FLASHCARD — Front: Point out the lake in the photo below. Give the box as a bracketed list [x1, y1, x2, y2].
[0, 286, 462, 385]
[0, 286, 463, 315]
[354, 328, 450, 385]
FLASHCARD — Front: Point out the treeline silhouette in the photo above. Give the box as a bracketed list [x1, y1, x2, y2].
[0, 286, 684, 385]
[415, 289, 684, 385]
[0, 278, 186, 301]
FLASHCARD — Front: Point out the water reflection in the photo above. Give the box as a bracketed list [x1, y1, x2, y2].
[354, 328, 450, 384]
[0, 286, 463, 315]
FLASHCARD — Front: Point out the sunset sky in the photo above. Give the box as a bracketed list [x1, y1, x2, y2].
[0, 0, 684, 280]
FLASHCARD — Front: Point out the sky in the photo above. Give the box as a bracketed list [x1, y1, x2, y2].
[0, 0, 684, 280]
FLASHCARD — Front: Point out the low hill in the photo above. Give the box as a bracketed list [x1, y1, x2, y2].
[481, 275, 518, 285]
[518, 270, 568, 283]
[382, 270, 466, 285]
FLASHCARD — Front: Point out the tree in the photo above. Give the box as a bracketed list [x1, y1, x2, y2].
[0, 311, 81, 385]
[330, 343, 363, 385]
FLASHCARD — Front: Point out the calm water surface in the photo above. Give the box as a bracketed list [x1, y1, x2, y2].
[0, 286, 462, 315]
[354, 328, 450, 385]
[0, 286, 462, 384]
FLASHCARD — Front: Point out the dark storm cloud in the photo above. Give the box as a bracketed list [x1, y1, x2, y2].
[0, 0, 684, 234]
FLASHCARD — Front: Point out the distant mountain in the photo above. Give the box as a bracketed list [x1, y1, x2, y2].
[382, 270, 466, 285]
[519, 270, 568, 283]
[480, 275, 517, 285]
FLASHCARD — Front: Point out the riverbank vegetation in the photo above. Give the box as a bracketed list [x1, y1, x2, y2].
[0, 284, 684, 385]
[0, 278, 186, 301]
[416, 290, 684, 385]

----

* **WORK INSTRUCTIONS**: Quote all of the rows above word for word, one after another, without answering anything in them.

* **PROBLEM SOLUTION**:
FLASHCARD — Front: Point out the lake in the photo below. Give the box as a bracketed list [x1, y1, x2, y2].
[0, 286, 462, 385]
[0, 286, 463, 315]
[354, 328, 450, 385]
FLASHCARD — Front: Point out the treeline silhouette in the photo above. Give the box as a bracketed list [x1, y1, x2, y2].
[0, 286, 684, 385]
[415, 289, 684, 385]
[0, 278, 186, 301]
FLASHCARD — Front: Point out the water reflection in the photo above. Give the box as a bracketed list [x1, y1, x2, y2].
[354, 328, 450, 384]
[0, 286, 463, 315]
FLASHCARD — Front: Point out the sunset sky in the photo above. Give the box as a bracketed list [x1, y1, x2, y2].
[0, 0, 684, 280]
FLASHCARD — Front: Point out the sky in the photo above. Give the box as a bracketed list [x1, y1, x2, y2].
[0, 0, 684, 280]
FLASHCARD — Front: Point out the low hill in the photo above. Give the box as a bracketed list [x1, y1, x2, y2].
[481, 275, 518, 285]
[518, 270, 568, 283]
[382, 270, 466, 285]
FLASHCARD — Front: Point out the tree in the photo above. Give the box as a bracketed list [x1, y1, x2, y2].
[0, 311, 81, 385]
[330, 343, 363, 385]
FLASHCARD — Front: Point out the calm water surface in the photo above. Give the box as a bracketed list [x1, y1, x2, y2].
[0, 286, 462, 315]
[354, 328, 450, 385]
[0, 286, 462, 384]
FLASHCARD — Front: Point out the dark storm cloud in the photo above. Give the box as a bracketed list [x1, y1, x2, y2].
[0, 0, 684, 234]
FLASHCARD — Front: Point out the distant mountain in the photo above. Give the box as a bracketed list [x1, y1, x2, y2].
[382, 270, 466, 285]
[519, 270, 568, 283]
[480, 275, 517, 285]
FLASHCARD — Front: Point out the riverbank vegetation in the photo above. Give the box as a bracketed list [x1, y1, x2, y2].
[0, 284, 684, 385]
[0, 278, 186, 301]
[416, 290, 684, 385]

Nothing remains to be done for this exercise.